=== Direction ===
Could you convert the records below, from the line with "mark the woman's eyebrow" through the line with "[60,13,296,341]", into a Markdown table? Use a Row column for the row number and a Record column for the line itself, and skip any blank lines.

=== Data supplied ===
══════

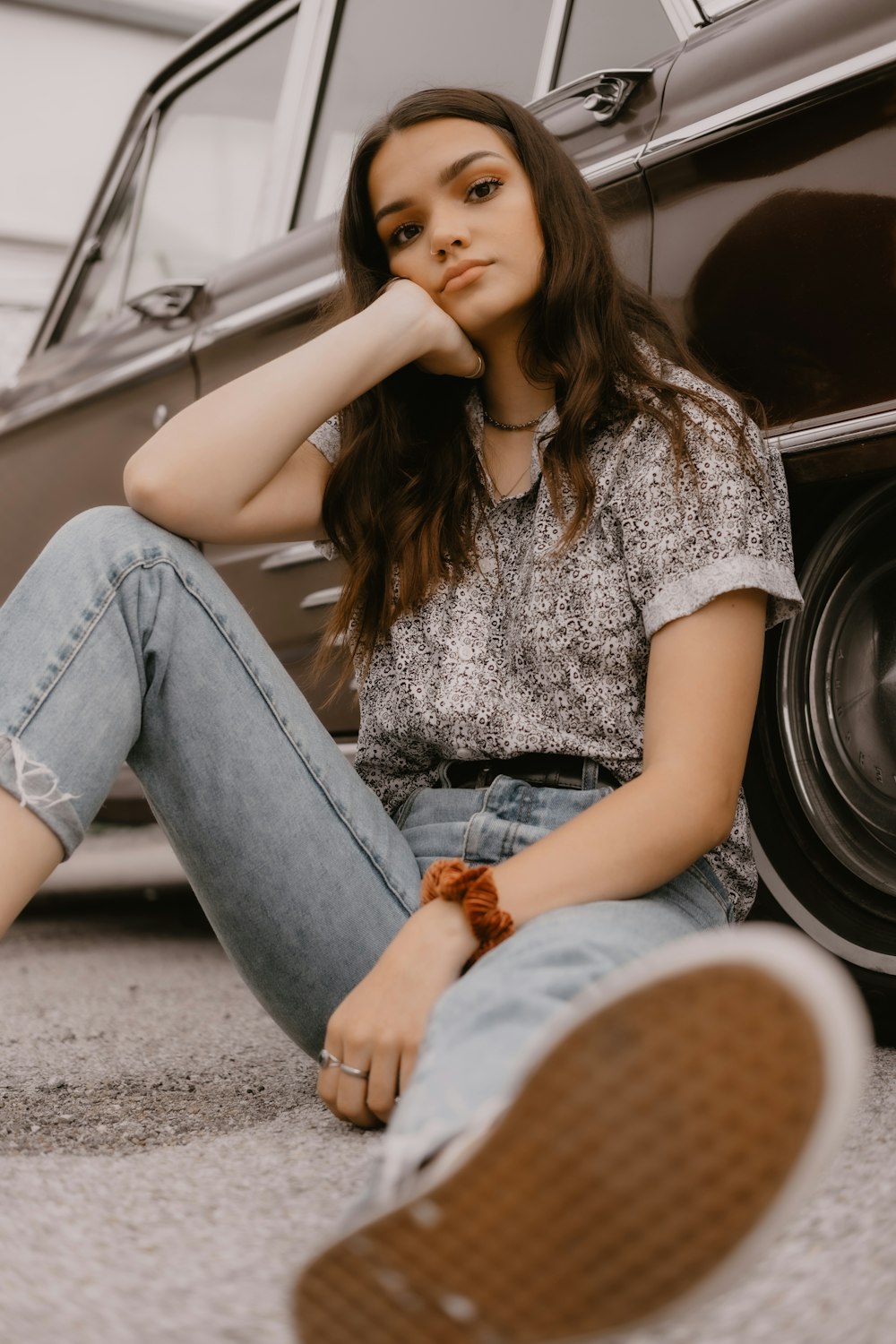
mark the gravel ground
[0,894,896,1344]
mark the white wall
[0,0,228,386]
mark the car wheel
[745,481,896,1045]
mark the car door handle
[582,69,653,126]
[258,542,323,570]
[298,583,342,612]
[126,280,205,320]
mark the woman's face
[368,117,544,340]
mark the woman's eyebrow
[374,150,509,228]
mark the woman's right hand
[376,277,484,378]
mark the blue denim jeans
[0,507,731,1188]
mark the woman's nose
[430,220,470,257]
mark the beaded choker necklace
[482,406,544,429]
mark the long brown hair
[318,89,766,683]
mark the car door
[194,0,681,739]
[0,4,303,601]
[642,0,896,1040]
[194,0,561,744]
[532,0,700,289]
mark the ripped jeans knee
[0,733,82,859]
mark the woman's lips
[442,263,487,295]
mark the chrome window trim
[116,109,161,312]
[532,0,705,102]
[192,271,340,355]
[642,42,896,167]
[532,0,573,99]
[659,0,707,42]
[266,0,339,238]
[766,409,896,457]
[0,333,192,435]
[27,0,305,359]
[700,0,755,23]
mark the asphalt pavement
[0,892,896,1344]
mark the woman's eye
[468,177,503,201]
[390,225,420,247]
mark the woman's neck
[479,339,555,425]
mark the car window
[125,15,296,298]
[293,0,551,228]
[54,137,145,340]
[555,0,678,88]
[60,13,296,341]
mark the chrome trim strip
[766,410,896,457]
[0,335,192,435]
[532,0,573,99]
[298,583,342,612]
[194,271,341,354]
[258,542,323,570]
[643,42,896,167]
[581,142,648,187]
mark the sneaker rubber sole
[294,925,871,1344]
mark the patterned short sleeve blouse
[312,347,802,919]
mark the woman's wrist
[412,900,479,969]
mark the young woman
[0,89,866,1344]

══════

=== Task answer ===
| Row | Record |
|---|---|
| 1 | mark the woman's eyebrow |
| 2 | [374,150,509,228] |
| 3 | mark the woman's right hand |
| 4 | [376,277,484,378] |
| 5 | mark the blue denim jeans |
| 6 | [0,507,731,1188] |
| 7 | mark the woman's nose |
| 8 | [430,220,470,257] |
| 9 | mark the beaded choker necklace |
| 10 | [482,406,544,429] |
| 11 | mark the long brown hair |
| 12 | [318,89,766,683] |
| 13 | mark the car door |
| 14 | [194,0,681,739] |
| 15 | [0,4,303,601] |
| 16 | [642,0,896,1040] |
| 17 | [194,0,561,744] |
| 18 | [532,0,700,289] |
| 19 | mark the ripped jeans knee |
| 20 | [0,733,82,859] |
| 21 | mark the woman's lips |
| 22 | [442,263,487,295] |
| 23 | mark the chrome window trim |
| 24 | [116,109,161,312] |
| 25 | [532,0,705,102] |
| 26 | [192,271,340,355] |
| 27 | [642,42,896,167] |
| 28 | [532,0,573,99] |
| 29 | [659,0,707,42] |
| 30 | [266,0,339,238] |
| 31 | [766,409,896,457] |
| 32 | [0,333,192,435] |
| 33 | [27,0,305,359] |
| 34 | [700,0,755,23] |
| 35 | mark the asphalt pavement |
| 36 | [0,892,896,1344] |
| 37 | mark the woman's eye |
| 38 | [468,177,503,201] |
| 39 | [390,225,420,247] |
| 40 | mark the woman's neck |
| 41 | [479,339,555,425] |
| 42 | mark the car window |
| 43 | [125,15,296,298] |
| 44 | [293,0,551,228] |
| 45 | [54,137,145,340] |
| 46 | [555,0,678,88] |
| 47 | [60,13,296,341] |